Verilen Alıntı:
■ ■ ■ ■

Çevreci dernekler ise dünya üzerindeki benzerleri gibi genellikle birer ideolojik muhalefet mekânı haline gelmişlerdir. Çevreyi koruma adına, anarşist bir zihniyetle zaman zaman iktidar karşıtlığı ve zaman zaman da teknoloji karşıtlığı yapmaktadırlar. İşini hakkıyla yapmaya çalışan dernekler mutlaka vardır; ancak meseleyi militanca bir motivasyonla ele alanlar daha fazla görünür oldukları için genel algıyı bunlar belirlemektedir. Yerine göre bir çivi çakılmasına bile karşı çıkan bu anlayış, toplumda bir çevre bilinci oluşmasına hizmet etmemektedir. Önceliği muhalefet olan yapılar çevre duyarlılığını araçsallaştırmakta, toplum mühendisliği için elverişli bir alan haline getirmekte ve “çiçek, böcek” üzerinden militan bir muhalefet üretmektedir. Çevreci derneklerin önemli bir kısmı marjinal grupların elindedir ve bunlar ideolojik karşıtlıkla çevre faaliyetlerini iç içe geçmiş bir şekilde yürütmektedir.
“Çevre bilinci, çevre koruma bilinci, doğa bilinci, ekolojik bilinç, çevreye saygı, doğaya saygı” gibi bir çok kavramla ifade edilebilen çevre hassasiyeti, ne yazık ki küresel boyutta, en güçlü devletlerden başlayan bir hiyerarşi ile istismar edilen bir konudur. Gelişmekte olan ülkelerin gelişmesini zorlaştırmak için kullanılmakta ve onlara karşı bir sopa haline getirilmektedir. Onlarca nükleer santrale sahip ülkeler, nükleer karşıtlığını besleyerek başkalarının sahip olmasını engellemektedirler. Vaktiyle atmosfere milyonlarca ton karbon salarak teknolojiye ulaşmış olan ülkeler, bugün karbon salınımına sınırlama getirerek teknolojiye geçişi zorlaştırmaktadırlar. Vaktiyle vahşi bir şekilde sömürerek farklı ülkelerin madenlerini talan etmişlerdir ama bugün madenlerin doğayı tahrip ettiğinden bahsetmektedirler. Çevre hassasiyetini “çevreye dokundurmama, doğal dengeyi bozdurmama” şekline sokarak, gelişmemiş ülkelere karşı bir silaha dönüştürmektedirler. Olup biteni sadece çevrecilik zanneden içyapıları provoke ederek, ülkelerin istikrarını bozmaktadırlar.

■ ■ ■ ■

[Nokta işaretleme veri kümesi kayıtları]

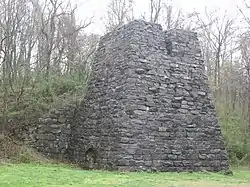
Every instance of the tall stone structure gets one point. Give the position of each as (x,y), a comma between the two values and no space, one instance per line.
(149,105)
(148,108)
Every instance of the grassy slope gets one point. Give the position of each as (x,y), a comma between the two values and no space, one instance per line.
(30,175)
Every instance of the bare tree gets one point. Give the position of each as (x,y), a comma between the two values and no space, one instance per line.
(217,33)
(119,12)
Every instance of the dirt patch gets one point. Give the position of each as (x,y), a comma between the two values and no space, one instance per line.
(202,184)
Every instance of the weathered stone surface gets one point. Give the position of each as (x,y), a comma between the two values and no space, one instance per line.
(148,107)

■ ■ ■ ■

Lütfen alıntıdaki “Çevreci dernekler ise” diye başlayan paragrafı, ana bilgilerini koruyarak madde madde ve daha kısa biçimde yeniden yazın.

Tam Yanıt:
- Çevreci dernekler, dünyadaki benzerleri gibi, genellikle ideolojik muhalefet mekânına dönüşmüştür.
- Çevreyi koruma adına, anarşist bir zihniyetle zaman zaman iktidar karşıtlığı, zaman zaman da teknoloji karşıtlığı yapmaktadırlar.
- İşini hakkıyla yapan dernekler vardır. Ancak meseleye militanca yaklaşanlar daha görünür olduğu için genel algıyı onlar belirler.
- Yerine göre bir çivi çakılmasına bile karşı çıkan bu anlayış, toplumda çevre bilinci oluşmasına hizmet etmez.
- Önceliği muhalefet olan yapılar çevre duyarlılığını araçsallaştırır. Bu duyarlılığı toplum mühendisliğine elverişli bir alana çevirir ve “çiçek, böcek” üzerinden militan muhalefet üretir.
- Çevreci derneklerin önemli bir kısmı marjinal grupların elindedir. Bu gruplar ideolojik karşıtlığı ve çevre faaliyetlerini iç içe yürütür.